Copy the data below word for word, beginning with the line that contains "Wildlife-survey tagging: tag each instance of the dog's" and continuing through the last line of the data.

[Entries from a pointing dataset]
◇ ◇ ◇

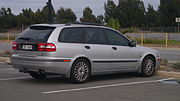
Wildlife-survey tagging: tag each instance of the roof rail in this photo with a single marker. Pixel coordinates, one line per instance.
(84, 23)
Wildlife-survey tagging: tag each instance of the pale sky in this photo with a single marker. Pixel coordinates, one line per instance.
(76, 5)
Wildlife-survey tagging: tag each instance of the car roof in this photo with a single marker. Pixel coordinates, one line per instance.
(71, 24)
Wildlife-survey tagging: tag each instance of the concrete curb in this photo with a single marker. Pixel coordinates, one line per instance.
(167, 74)
(157, 73)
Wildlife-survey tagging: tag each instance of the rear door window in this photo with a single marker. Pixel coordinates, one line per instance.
(95, 36)
(71, 35)
(116, 38)
(35, 34)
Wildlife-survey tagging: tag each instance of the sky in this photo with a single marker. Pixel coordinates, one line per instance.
(77, 6)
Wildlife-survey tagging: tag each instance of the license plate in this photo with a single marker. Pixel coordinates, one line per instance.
(27, 47)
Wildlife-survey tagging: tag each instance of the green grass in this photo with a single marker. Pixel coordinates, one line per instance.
(156, 41)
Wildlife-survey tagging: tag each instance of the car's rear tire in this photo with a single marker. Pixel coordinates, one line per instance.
(37, 75)
(148, 66)
(80, 71)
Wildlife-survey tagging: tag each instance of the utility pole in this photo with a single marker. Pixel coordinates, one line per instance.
(49, 11)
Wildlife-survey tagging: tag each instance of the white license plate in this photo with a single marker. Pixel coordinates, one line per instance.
(27, 47)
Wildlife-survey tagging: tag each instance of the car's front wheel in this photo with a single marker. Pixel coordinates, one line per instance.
(148, 66)
(80, 71)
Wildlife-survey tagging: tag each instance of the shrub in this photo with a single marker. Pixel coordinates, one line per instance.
(176, 66)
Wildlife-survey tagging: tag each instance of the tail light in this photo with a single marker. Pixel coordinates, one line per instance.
(14, 46)
(47, 47)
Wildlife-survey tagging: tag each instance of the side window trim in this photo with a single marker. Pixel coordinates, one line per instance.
(60, 34)
(118, 33)
(84, 35)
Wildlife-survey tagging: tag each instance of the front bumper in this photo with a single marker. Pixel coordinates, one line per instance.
(36, 63)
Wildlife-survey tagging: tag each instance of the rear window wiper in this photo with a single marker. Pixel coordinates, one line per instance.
(24, 38)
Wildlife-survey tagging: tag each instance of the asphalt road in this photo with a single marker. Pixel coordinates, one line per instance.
(169, 54)
(117, 87)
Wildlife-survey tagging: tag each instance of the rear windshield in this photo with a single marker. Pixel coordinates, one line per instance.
(35, 34)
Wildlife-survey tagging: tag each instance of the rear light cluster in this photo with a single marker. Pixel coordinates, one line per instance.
(47, 47)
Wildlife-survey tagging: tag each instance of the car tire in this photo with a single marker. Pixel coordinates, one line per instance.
(80, 71)
(37, 75)
(148, 66)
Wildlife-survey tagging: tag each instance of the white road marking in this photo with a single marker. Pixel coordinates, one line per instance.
(106, 86)
(17, 78)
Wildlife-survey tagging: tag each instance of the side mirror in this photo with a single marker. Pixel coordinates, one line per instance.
(133, 43)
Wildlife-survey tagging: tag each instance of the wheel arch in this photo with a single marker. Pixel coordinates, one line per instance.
(77, 58)
(142, 59)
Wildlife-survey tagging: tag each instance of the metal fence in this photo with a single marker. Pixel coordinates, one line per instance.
(161, 29)
(163, 39)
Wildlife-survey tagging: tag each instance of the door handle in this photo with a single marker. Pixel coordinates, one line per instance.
(87, 47)
(114, 48)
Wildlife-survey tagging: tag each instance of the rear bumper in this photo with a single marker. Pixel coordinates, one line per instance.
(48, 64)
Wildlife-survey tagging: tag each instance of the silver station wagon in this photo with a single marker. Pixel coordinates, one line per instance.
(77, 51)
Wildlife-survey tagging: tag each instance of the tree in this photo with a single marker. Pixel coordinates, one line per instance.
(131, 13)
(113, 23)
(110, 10)
(7, 19)
(151, 17)
(100, 19)
(44, 13)
(88, 16)
(169, 10)
(65, 16)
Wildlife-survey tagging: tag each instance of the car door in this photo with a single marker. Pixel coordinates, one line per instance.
(124, 56)
(97, 50)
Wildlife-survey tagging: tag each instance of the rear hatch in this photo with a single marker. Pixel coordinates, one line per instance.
(27, 42)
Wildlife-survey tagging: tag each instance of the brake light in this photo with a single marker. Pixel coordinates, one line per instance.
(14, 46)
(47, 47)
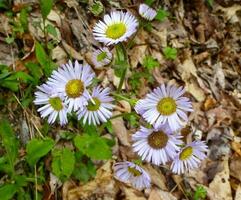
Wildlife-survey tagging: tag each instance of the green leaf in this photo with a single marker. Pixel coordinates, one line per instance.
(7, 191)
(149, 2)
(200, 193)
(51, 29)
(150, 63)
(23, 76)
(37, 148)
(10, 143)
(9, 40)
(209, 3)
(63, 163)
(47, 65)
(24, 19)
(161, 15)
(170, 53)
(4, 165)
(11, 84)
(93, 146)
(46, 6)
(35, 70)
(97, 8)
(84, 171)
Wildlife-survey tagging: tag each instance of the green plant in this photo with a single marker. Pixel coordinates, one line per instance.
(170, 53)
(162, 15)
(200, 193)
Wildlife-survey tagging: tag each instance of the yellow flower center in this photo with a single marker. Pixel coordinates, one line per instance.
(74, 88)
(101, 56)
(134, 171)
(167, 106)
(93, 106)
(186, 153)
(115, 31)
(56, 103)
(157, 140)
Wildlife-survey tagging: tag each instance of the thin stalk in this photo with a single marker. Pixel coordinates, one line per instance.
(122, 59)
(36, 182)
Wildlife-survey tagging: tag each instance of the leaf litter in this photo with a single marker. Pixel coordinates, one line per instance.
(207, 63)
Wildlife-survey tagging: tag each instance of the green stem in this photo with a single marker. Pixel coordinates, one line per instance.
(122, 80)
(132, 102)
(122, 59)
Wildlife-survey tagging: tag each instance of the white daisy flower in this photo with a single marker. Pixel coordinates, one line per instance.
(165, 104)
(99, 107)
(147, 12)
(129, 172)
(116, 27)
(157, 146)
(71, 81)
(189, 157)
(53, 106)
(101, 57)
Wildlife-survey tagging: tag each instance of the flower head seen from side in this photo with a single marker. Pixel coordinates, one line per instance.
(147, 12)
(116, 27)
(165, 104)
(189, 157)
(101, 57)
(129, 172)
(157, 146)
(71, 81)
(53, 106)
(99, 107)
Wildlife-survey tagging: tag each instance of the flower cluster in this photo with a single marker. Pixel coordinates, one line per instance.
(68, 89)
(166, 110)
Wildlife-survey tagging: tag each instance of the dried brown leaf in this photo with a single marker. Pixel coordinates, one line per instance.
(120, 130)
(161, 195)
(220, 184)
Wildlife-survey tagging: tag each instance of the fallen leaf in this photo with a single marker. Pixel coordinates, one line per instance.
(235, 167)
(193, 88)
(161, 195)
(238, 193)
(157, 177)
(220, 184)
(132, 194)
(71, 51)
(102, 186)
(120, 130)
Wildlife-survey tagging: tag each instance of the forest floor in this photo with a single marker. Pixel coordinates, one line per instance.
(205, 37)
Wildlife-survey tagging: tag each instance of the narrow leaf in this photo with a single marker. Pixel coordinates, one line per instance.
(63, 163)
(38, 148)
(10, 143)
(46, 6)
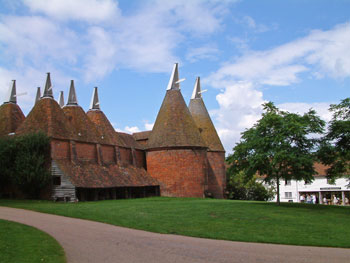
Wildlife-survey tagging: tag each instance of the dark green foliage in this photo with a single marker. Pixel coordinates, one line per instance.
(24, 163)
(335, 148)
(278, 146)
(240, 189)
(21, 243)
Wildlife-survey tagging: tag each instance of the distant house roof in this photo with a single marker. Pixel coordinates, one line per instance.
(89, 175)
(105, 127)
(48, 117)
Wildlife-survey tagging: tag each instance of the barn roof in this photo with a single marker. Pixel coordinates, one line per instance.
(203, 121)
(89, 175)
(174, 126)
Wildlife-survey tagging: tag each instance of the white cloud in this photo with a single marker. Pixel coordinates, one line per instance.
(321, 53)
(149, 126)
(208, 52)
(321, 108)
(86, 10)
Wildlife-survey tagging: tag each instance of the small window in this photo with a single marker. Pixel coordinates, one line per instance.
(56, 180)
(288, 194)
(287, 182)
(330, 181)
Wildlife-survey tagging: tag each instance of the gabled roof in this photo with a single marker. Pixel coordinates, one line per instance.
(11, 117)
(105, 127)
(48, 117)
(129, 141)
(89, 175)
(203, 121)
(174, 126)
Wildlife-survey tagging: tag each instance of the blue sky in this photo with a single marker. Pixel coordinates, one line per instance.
(294, 53)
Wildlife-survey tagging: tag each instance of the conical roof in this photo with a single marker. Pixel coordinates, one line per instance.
(38, 95)
(48, 117)
(11, 117)
(48, 92)
(61, 99)
(72, 96)
(105, 127)
(11, 95)
(203, 121)
(85, 128)
(174, 126)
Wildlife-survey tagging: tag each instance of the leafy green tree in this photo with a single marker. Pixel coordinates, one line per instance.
(278, 146)
(24, 163)
(240, 189)
(335, 147)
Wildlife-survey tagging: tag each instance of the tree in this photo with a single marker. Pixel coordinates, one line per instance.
(24, 162)
(278, 146)
(335, 146)
(240, 189)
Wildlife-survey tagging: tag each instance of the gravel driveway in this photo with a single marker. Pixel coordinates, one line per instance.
(88, 241)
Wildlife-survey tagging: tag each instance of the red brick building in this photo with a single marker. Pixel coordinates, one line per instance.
(182, 156)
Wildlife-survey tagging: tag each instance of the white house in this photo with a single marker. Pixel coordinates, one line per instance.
(292, 190)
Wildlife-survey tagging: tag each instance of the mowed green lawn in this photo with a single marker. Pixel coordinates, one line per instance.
(21, 243)
(295, 224)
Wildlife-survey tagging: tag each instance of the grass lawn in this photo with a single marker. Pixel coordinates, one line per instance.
(21, 243)
(295, 224)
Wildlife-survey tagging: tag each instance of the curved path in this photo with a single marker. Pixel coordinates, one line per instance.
(88, 241)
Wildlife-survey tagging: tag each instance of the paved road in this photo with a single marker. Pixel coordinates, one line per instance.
(87, 241)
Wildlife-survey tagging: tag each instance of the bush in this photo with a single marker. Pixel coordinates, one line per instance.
(24, 162)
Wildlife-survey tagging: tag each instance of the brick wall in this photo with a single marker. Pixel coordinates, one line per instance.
(60, 149)
(140, 158)
(182, 172)
(86, 152)
(108, 155)
(126, 156)
(216, 173)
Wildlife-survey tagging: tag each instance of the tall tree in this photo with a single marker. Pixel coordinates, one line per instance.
(335, 147)
(278, 146)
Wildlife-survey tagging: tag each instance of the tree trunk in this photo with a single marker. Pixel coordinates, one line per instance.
(278, 190)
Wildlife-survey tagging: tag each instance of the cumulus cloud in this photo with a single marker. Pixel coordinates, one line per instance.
(207, 52)
(321, 54)
(91, 11)
(91, 38)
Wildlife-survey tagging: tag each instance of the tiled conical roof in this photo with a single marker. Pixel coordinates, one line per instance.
(48, 92)
(105, 127)
(48, 117)
(11, 117)
(85, 128)
(38, 95)
(102, 123)
(174, 126)
(203, 121)
(61, 99)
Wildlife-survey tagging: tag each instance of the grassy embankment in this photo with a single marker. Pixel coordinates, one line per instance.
(21, 243)
(294, 224)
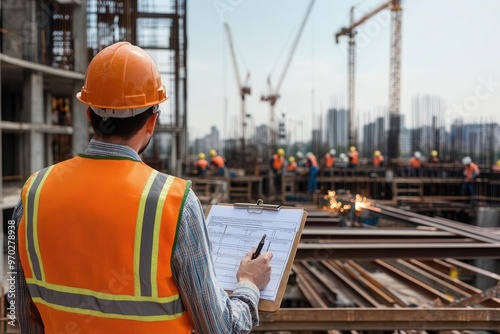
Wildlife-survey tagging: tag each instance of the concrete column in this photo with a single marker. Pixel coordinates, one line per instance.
(33, 111)
(487, 217)
(78, 114)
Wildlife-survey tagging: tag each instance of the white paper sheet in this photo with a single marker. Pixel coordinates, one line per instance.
(234, 232)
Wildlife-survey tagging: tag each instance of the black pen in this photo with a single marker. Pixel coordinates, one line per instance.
(259, 247)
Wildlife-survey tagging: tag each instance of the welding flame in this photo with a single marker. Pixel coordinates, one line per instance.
(342, 203)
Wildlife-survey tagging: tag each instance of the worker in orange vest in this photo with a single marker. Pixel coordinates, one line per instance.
(378, 158)
(108, 244)
(217, 163)
(434, 157)
(330, 158)
(353, 156)
(471, 172)
(292, 164)
(312, 180)
(201, 165)
(276, 166)
(496, 167)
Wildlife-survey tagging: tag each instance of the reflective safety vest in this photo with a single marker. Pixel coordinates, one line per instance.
(329, 160)
(278, 162)
(95, 243)
(218, 161)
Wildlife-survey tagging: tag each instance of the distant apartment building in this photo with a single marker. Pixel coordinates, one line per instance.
(337, 128)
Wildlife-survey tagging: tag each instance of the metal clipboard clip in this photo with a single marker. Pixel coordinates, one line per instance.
(257, 207)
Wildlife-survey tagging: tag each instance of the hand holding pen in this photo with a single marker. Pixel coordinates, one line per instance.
(255, 266)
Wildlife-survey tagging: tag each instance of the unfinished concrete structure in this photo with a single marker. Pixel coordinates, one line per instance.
(45, 48)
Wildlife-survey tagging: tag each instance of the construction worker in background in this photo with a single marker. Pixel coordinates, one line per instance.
(434, 157)
(312, 180)
(471, 172)
(378, 158)
(121, 247)
(415, 164)
(276, 166)
(330, 158)
(353, 157)
(496, 167)
(201, 165)
(217, 163)
(301, 162)
(292, 166)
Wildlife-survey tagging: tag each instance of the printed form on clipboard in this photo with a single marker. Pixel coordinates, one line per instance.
(236, 229)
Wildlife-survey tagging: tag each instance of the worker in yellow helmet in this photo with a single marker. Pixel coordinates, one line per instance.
(378, 158)
(109, 244)
(217, 163)
(353, 156)
(201, 165)
(276, 167)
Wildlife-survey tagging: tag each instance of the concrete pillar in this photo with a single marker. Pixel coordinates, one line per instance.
(78, 113)
(33, 112)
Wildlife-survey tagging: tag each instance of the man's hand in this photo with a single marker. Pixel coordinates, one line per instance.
(257, 271)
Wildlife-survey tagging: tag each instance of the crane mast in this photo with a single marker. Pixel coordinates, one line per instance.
(395, 82)
(242, 87)
(274, 92)
(351, 33)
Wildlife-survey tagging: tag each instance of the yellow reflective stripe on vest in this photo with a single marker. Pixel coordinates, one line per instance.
(31, 222)
(147, 233)
(83, 301)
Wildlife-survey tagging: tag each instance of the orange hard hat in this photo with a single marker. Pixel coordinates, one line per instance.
(122, 80)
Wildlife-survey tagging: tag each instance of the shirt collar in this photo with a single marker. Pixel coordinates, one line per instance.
(101, 148)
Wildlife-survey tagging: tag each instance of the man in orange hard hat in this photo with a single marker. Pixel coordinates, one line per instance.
(276, 166)
(107, 243)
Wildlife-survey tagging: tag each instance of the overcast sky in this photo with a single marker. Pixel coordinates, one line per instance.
(450, 48)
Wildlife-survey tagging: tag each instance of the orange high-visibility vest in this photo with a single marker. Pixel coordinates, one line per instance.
(278, 162)
(354, 157)
(201, 163)
(329, 160)
(218, 161)
(95, 243)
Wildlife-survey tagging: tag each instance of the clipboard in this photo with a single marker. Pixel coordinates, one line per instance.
(258, 213)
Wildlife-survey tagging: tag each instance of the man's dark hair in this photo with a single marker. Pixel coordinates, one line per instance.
(122, 127)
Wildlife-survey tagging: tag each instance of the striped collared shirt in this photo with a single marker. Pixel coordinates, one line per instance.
(211, 309)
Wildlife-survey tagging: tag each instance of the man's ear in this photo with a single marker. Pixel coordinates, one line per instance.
(151, 123)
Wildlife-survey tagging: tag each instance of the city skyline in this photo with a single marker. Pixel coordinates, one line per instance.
(451, 54)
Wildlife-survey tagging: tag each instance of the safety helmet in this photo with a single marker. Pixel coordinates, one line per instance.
(122, 80)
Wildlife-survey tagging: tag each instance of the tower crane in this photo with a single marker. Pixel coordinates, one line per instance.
(395, 68)
(243, 88)
(274, 91)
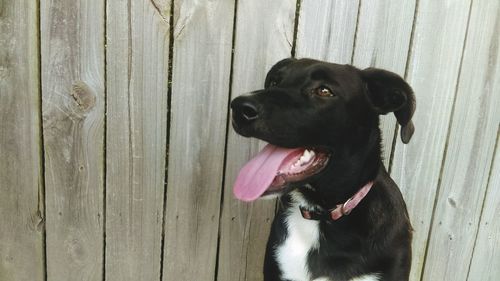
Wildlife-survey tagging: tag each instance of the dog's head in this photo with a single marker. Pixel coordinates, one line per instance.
(307, 110)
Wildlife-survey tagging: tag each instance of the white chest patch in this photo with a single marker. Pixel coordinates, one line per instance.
(303, 235)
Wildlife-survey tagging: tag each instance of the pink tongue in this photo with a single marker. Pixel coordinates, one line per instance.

◇ ◇ ◇

## THE OUTPUT
Wildlife-survey tagging: tag each instance of the dog's head in this photo with a single marker. Pixel coordinates, one line per instance.
(307, 110)
Wildlife-survey tagging: tag each instance of the white chest patch in this photo with a single marker. Pixel coordinates, one line per instance.
(303, 235)
Wildlife-survey tagging: tag each instance of the pink tongue in this photo with a single marker. Pixel coordinates, one line per instance.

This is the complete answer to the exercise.